◆ EXERCISE TASK
Write out exactly the lines from the one containing "Locate every instance of the grass" through the last line of the records below, including both.

◆ SUPPLIED MATERIAL

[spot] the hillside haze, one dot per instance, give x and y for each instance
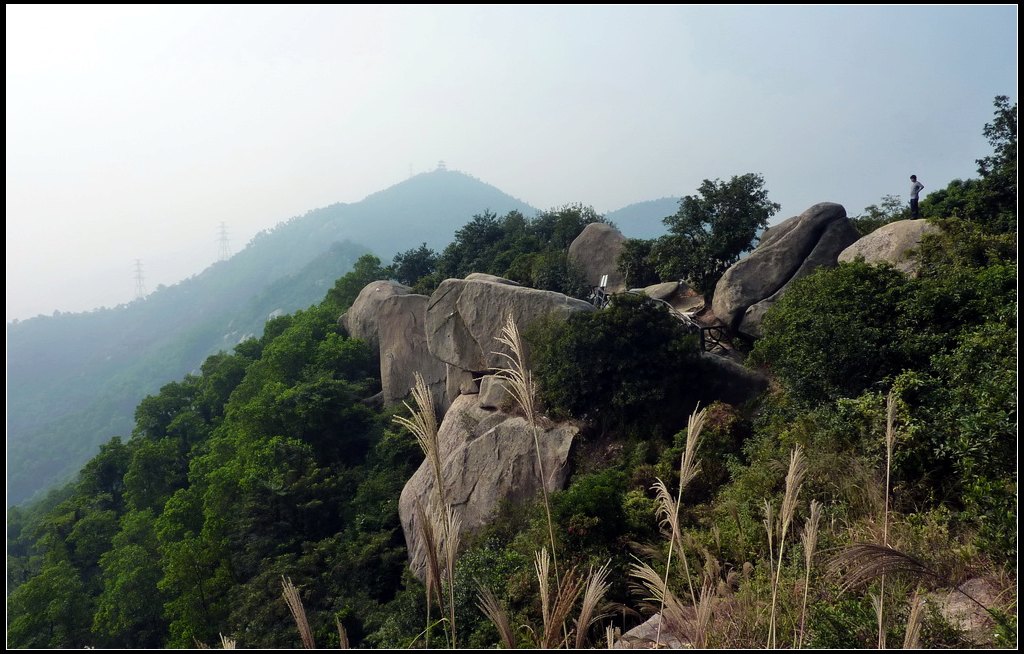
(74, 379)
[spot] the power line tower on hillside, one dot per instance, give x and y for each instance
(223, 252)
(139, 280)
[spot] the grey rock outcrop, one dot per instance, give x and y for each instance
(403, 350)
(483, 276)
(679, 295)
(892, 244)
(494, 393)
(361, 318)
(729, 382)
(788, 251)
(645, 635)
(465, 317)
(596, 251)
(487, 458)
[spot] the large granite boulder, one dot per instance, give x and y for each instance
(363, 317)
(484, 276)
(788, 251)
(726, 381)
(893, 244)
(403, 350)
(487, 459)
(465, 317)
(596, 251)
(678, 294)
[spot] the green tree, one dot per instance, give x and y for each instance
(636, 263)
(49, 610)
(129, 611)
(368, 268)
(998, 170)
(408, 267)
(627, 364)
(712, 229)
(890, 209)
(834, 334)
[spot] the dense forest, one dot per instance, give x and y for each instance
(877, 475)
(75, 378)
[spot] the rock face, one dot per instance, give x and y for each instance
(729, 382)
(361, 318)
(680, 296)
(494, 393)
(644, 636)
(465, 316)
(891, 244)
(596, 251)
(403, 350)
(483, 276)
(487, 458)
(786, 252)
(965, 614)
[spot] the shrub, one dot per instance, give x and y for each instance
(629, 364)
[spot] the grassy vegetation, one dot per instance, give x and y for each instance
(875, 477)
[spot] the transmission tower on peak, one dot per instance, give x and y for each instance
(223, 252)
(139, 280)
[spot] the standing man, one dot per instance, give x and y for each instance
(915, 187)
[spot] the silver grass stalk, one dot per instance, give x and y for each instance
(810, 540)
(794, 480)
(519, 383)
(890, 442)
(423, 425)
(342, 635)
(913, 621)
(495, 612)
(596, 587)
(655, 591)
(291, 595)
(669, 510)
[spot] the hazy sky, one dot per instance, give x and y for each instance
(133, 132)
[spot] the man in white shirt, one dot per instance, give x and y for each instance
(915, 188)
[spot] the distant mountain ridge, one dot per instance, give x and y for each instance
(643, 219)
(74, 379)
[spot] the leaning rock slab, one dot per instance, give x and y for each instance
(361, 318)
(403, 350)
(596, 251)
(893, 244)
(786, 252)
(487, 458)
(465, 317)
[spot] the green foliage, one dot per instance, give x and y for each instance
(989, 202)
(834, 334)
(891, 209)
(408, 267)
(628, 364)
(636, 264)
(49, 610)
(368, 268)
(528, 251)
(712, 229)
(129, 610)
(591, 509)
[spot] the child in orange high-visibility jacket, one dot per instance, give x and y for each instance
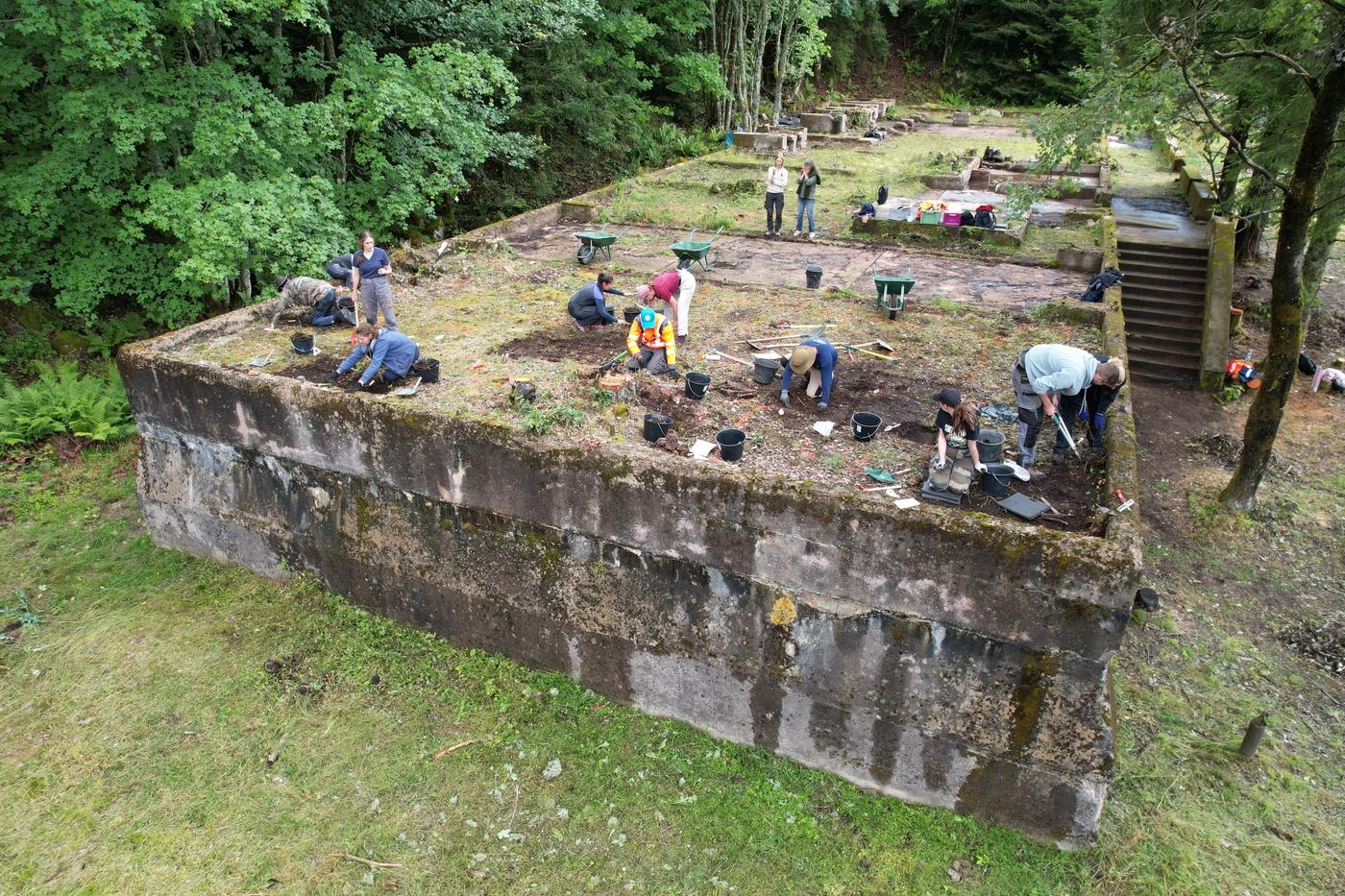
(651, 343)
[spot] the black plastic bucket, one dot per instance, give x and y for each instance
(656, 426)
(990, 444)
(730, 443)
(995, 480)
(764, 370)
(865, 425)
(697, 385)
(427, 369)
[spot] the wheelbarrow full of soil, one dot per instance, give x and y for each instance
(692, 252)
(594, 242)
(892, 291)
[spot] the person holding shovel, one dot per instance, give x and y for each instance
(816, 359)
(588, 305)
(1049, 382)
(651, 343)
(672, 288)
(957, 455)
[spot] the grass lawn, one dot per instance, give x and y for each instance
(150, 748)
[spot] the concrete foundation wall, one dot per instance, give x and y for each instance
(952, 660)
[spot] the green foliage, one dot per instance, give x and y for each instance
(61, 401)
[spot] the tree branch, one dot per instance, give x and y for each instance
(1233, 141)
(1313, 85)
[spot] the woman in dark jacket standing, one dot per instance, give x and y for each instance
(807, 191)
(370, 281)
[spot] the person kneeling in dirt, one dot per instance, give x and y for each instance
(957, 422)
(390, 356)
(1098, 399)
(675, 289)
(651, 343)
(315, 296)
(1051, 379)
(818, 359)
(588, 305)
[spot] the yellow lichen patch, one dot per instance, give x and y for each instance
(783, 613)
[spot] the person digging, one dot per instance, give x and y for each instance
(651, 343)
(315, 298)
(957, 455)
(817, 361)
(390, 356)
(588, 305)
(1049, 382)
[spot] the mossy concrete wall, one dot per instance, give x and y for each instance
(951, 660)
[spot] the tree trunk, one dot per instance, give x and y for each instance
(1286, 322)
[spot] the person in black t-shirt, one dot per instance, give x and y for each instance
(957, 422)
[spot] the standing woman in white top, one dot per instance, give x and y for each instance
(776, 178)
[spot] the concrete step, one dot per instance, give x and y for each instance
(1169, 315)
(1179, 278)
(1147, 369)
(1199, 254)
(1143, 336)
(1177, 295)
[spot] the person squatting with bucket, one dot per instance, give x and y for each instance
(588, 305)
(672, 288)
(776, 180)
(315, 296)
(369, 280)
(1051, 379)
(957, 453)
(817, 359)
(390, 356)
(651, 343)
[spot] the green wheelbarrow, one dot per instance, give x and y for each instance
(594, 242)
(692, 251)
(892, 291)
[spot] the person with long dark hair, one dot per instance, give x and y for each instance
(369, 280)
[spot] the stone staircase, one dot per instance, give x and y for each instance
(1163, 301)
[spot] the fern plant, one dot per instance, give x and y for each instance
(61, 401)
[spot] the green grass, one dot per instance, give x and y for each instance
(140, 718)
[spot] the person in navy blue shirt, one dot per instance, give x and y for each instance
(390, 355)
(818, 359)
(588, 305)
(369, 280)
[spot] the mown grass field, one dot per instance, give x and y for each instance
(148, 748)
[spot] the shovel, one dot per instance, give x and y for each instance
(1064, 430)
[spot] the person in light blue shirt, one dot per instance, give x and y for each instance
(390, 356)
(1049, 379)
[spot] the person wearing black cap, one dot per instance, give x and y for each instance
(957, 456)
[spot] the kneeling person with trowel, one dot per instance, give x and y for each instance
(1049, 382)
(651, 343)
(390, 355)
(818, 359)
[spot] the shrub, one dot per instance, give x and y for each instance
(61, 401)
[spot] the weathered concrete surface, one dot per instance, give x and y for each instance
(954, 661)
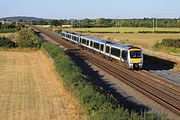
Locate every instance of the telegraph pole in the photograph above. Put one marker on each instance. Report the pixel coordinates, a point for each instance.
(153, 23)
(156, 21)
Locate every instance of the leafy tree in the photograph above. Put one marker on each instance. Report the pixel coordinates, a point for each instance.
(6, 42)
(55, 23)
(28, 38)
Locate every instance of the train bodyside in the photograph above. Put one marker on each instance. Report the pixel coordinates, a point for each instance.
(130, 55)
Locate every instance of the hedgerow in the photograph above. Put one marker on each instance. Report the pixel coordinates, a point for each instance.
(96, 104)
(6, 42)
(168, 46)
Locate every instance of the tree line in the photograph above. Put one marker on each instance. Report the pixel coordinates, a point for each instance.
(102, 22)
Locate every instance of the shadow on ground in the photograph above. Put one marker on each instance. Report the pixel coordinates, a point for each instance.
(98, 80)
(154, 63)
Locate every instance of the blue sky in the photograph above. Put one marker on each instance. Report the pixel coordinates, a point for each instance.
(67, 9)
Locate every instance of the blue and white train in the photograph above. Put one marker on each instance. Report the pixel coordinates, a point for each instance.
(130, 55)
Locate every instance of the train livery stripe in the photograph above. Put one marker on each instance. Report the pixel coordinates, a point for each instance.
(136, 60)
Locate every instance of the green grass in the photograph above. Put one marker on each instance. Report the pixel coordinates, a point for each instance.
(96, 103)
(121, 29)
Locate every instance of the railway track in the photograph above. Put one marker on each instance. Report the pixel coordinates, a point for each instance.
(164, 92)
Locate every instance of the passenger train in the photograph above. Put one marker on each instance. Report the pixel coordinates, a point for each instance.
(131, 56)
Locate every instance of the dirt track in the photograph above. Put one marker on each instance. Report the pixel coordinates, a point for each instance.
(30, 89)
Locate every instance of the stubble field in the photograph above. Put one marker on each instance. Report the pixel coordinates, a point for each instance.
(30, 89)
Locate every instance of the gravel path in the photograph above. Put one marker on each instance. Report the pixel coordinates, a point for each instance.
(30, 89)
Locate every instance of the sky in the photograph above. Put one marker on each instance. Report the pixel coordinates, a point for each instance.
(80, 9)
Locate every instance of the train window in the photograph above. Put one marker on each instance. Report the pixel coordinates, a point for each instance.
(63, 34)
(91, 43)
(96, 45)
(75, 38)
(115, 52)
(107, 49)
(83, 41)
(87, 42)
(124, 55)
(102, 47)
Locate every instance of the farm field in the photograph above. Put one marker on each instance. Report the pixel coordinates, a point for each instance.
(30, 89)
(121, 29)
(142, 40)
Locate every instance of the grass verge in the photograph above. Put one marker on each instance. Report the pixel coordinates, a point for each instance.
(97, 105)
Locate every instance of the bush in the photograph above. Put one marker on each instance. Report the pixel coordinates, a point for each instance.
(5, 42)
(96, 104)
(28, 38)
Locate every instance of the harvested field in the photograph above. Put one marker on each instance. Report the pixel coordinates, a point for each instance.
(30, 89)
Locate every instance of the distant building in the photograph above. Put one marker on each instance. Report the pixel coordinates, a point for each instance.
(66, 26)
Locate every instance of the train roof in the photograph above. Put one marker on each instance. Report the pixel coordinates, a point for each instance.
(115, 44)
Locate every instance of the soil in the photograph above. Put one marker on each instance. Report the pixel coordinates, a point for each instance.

◆ ANSWER FOR THIS EXERCISE
Locate every instance of the grass verge in the photograph above. Put one marker on each instance. Report the pixel coordinates, a point for each instance.
(97, 105)
Locate every instance of the bush in the photograph above. Put one marker on each instance. Report the pixel coordinates, a point for each instance.
(5, 42)
(96, 104)
(28, 38)
Locate every instance of the harvested field in the photograph above. Put one marker on each instance. Report the pixel coordinates, a point for each instance.
(30, 89)
Locate every instance of the distant building in the photograph above. Put one marker on each instance. Report the pixel coordinates, a point for each instance.
(66, 26)
Locate every instance of the train roof in the photograph above. Put one marker on each instance. Report the pixel coordinates, a point for each instance.
(115, 44)
Locate every instance of the soil in the photograph above. Put one marker on each instance. Report the pixel coordinates, a point for each instance.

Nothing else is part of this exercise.